    Two women said they had no answer but they said “but we understood you. Korea needs to stop sending it’s children.” That night, I told them “I will never come back to Korea again.”
    There is one lady who asked me forgiveness in the name of Korea. Her answer was Korea didn’t know what they were doing. She thought herself sending children away was a good thing to do.

    Unlike me, you did something to put the country to the path of change. I hope this show will help them not only to understand adoption, but also to say “as part of the society, it’s MY fault and OUR fault” and do something to change their society.

  2. Today I have only theories to explain the euphemistic view of Koreans regarding adoption.

    There most certainly is a disconnect in Confuscian ideology and practice that I have yet to understand, because I am not a scholar of Confuscianism, nor am I a member of Korean society. In a society where ancestry and ancestor worship is so important, how can they reconcile sending children away from knowledge of their ancestors? Perhaps Confuscian ideals are a privilege only the elite can afford to practice? Perhaps neo-Confuscianism was created by the elite to control the masses? And weren’t we really “orphaned” because we were social liabilities?

RECORDS SHOWN:
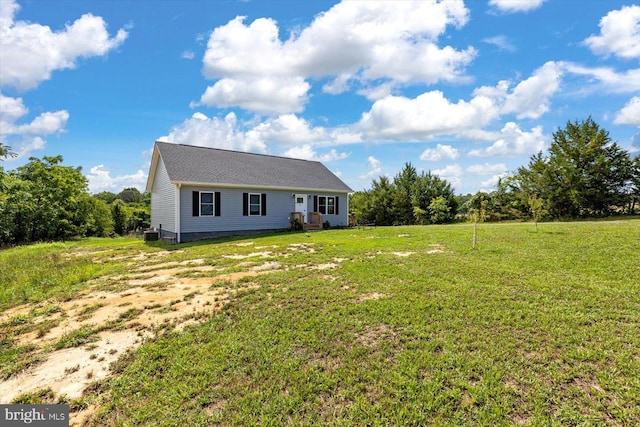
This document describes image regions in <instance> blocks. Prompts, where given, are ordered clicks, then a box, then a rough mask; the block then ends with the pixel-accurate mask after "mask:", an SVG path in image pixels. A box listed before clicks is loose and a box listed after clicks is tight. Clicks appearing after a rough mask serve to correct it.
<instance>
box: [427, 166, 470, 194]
mask: <svg viewBox="0 0 640 427" xmlns="http://www.w3.org/2000/svg"><path fill="white" fill-rule="evenodd" d="M431 173H432V174H434V175H438V176H439V177H440V178H442V179H446V180H447V181H448V182H449V183H450V184H451V185H452V186H453V187H454V188H455V187H457V188H460V186H461V185H462V177H463V175H464V171H463V170H462V167H461V166H460V165H459V164H457V163H456V164H453V165H448V166H445V167H444V168H442V169H436V170H433V171H431Z"/></svg>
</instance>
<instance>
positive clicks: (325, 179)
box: [156, 141, 353, 192]
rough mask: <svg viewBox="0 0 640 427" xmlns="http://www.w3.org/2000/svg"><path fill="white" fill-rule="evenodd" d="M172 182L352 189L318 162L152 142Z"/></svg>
mask: <svg viewBox="0 0 640 427" xmlns="http://www.w3.org/2000/svg"><path fill="white" fill-rule="evenodd" d="M156 147H157V148H158V151H159V153H160V157H161V158H162V160H163V161H164V164H165V166H166V168H167V172H168V174H169V179H170V180H171V181H172V182H181V183H197V184H216V185H232V186H247V187H252V186H255V187H262V188H269V187H274V188H286V189H300V190H303V189H305V190H311V189H315V190H332V191H338V192H353V190H352V189H351V188H349V186H348V185H346V184H345V183H344V182H342V181H341V180H340V179H339V178H338V177H337V176H335V175H334V174H333V173H332V172H331V171H330V170H329V169H327V168H326V167H325V166H324V165H323V164H322V163H320V162H314V161H309V160H300V159H291V158H286V157H276V156H268V155H263V154H253V153H243V152H239V151H229V150H221V149H217V148H205V147H196V146H193V145H181V144H172V143H167V142H159V141H157V142H156Z"/></svg>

WHAT TO DO:
(A) Write out the passage on Korean adoption from "Two women said" up to and including "thing to do.".
(B) Extend the passage on Korean adoption by writing what comes next after its final sentence.
The rows come from a separate source that has nothing to do with the passage on Korean adoption.

ANSWERS:
(A)
Two women said they had no answer but they said “but we understood you. Korea needs to stop sending it’s children.” That night, I told them “I will never come back to Korea again.”
    There is one lady who asked me forgiveness in the name of Korea. Her answer was Korea didn’t know what they were doing. She thought herself sending children away was a good thing to do.

(B)
    And if there is this disconnect between core beliefs and social standing, what kind of inner shame and turmoil must this create in the hearts of Koreans? The topic of adoption must be (and continues to be) repressed to suppress these uncomfortable feelings.

    And what are these uncomfortable feelings? Perhaps international adoption is not unlike a type of social cleansing, a way in which to banish the blemishes of an all too human existence, and for this reason I have begun to call international adoption the adoption solution. Cleansings such as these could be the direct result of neo-Confuscianist pretentions. So if the desire of the people are pretentious, governments being a reflection of the best and worst of its people, and the government facilitates this cleansing, then the people can blame these desperate acts on the government upon later criticism. But the scrutiny stops short, because recognizing complicity in the violation of basic human rights and fundamental Confuscian tenants would also amount to a recognition of ones own pretentiousness and desperation.

    Of course there are exceptions to this idea, but I’m beginning to think that, for the vast majority of adoption scenarios and for the millions who watched and allowed this to happen, that the adoption solution was and is a true and comprehensive societal phenomenon here.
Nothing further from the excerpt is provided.